Text section

● ● ●

Defendants in Turkey’s Ergenekon trial stand accused of participating in a massive conspiracy to overthrow the government. The case has drawn the ire of observers — and now one convicted journalist is seeking safe harbor in Germany.
Adnan Türkkan has been a convicted terrorist for two days now. The young Turk, 30 years old — and dressed as if he’s getting ready to go to the office in a blue shirt and gray suit — is sitting in a basement apartment located near the central train station in Frankfurt, Germany. He’s trying to decide whether to return to his home country — or to apply for political asylum in Germany. As of Wednesday of last week, he was still uncertain.
On August 5, a special court convicted Türkkan, a student leader and the editor in chief of the television station Ulusal Kanal TV, in absentia of membership in the “armed terror organization Ergenekon.” Türkkan first learned of his conviction through newspaper and television reports. He suddenly found himself an enemy of state.
“Ten years long,” he says ponderingly. “Because I allegedly committed a so-called terrorist crime, they have sentenced me to 10 and a half years in prison. But I would really like to know what kind of crime they claim I have committed.” The ruling stated that Türkkan’s sentence cannot be commuted because of his “negative behavior” during the trial. It also described him as a repeat offender and stated that “his freedom of movement would be controlled.”
Türkkan had flown from Istanbul to Frankfurt together with two journalists friends who were also charged in the case. The three Turkish journalists maintain that they came to Germany to participate in a conference and not to flee their country. Still, they were likely aware that they faced potential sentences involving years behind bars.
The court also convicted colleagues Mehmet Sabuncu and Mehmet Bozkurt Monday, August 5, on charges of alleged membership in the secret Ergenekon alliance — with one being sentenced to six years behind bars and the other to nine years in prison. The convictions must still be upheld by Turkey’s highest court, and the two journalists say they want to return to Turkey for the time being. However, an arrest order is in place for Türkkan, and he says he wants to remain in Germany.
‘Trial of the Century’
The men represent three of 275 people who have been charged in the most spectacular and controversial trial in the recent history of the Turkish judicial system. Some 21 accused have been acquitted, but the rest have been convicted and slapped with largely draconian sentences. The court sentenced the former Turkish military chief of staff, retired General Ilker Basbug, to life imprisonment. And Mustafa Balbay, a columnist for the secularist daily Cumhüriyet, was handed down a sentence of 34 years and eight months in prison.

● ● ●

Supplied records
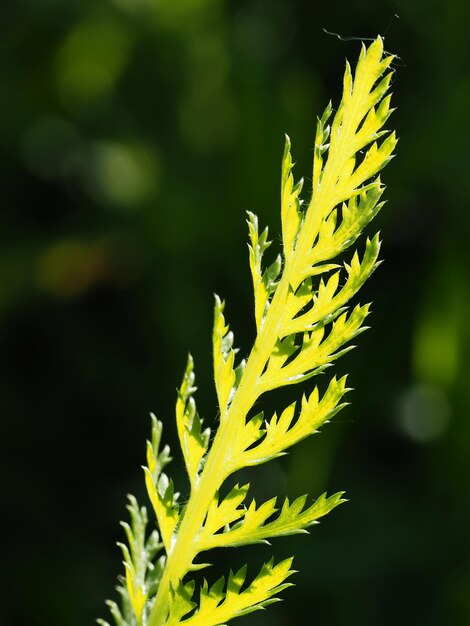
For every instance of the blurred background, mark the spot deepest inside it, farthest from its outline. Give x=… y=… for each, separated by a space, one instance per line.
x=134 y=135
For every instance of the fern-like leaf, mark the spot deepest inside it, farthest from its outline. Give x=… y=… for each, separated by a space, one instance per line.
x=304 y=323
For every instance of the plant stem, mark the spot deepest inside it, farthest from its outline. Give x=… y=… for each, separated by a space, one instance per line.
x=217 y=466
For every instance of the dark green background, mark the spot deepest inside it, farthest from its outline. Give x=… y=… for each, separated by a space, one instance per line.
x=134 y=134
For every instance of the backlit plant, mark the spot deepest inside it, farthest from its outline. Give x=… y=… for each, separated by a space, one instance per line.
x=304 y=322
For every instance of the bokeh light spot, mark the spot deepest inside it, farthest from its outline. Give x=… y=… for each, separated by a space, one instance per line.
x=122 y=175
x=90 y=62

● ● ●

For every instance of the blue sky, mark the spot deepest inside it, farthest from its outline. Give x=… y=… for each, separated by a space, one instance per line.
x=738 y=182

● ● ●

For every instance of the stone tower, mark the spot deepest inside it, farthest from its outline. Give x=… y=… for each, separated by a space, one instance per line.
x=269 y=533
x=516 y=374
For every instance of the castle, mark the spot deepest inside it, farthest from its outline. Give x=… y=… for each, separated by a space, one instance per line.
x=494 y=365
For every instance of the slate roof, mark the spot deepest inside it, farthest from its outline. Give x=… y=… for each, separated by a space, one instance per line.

● ● ●

Exercise details
Continue the article on Turkey's Ergenekon trial, picking up after its last sentence. The material comes from a different source than the article.

Written reply
When the legal proceedings began in the summer of 2008, the Turkish press described them as the “trial of the century.” At the time, public prosecutors filed charges against dozens of high-ranking former military officers, business people, demimonde characters, politicians, lawyers and academics whom they alleged had established a network of nationalists called Ergenekon. According to Turkish mythology, Ergenekon is a legendary valley in Central Asia where the original Turkic tribes are thought to have lived in the far distant past.
Prosecutors allege that the group had planned assassinations and terrorist attacks, and that the army wanted to take advantage of the ensuing chaos in order to intervene. Under the pretext of restoring peace and order, it would then topple the Islamist-conservative government of Prime Minister Recep Tayyip Erdogan.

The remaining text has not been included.